- TASK REQUIREMENTS -
From the first entry to the last, repeat the listing exactly.

- EXERCISE INPUT -

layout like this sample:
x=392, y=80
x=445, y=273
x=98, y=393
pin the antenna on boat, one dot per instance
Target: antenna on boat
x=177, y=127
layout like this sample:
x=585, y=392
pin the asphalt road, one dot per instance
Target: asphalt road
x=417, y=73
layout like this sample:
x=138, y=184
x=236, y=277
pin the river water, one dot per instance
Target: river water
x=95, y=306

- SOLUTION TO THIS TASK -
layout like this sample:
x=392, y=80
x=445, y=273
x=98, y=393
pin the antenna on boat, one dot per instance
Target: antenna on boat
x=177, y=127
layout like this sample:
x=585, y=392
pin the asphalt road, one dot per instance
Target: asphalt road
x=417, y=73
layout like this sample:
x=138, y=184
x=236, y=277
pin the river water, one dot per instance
Target: river water
x=95, y=306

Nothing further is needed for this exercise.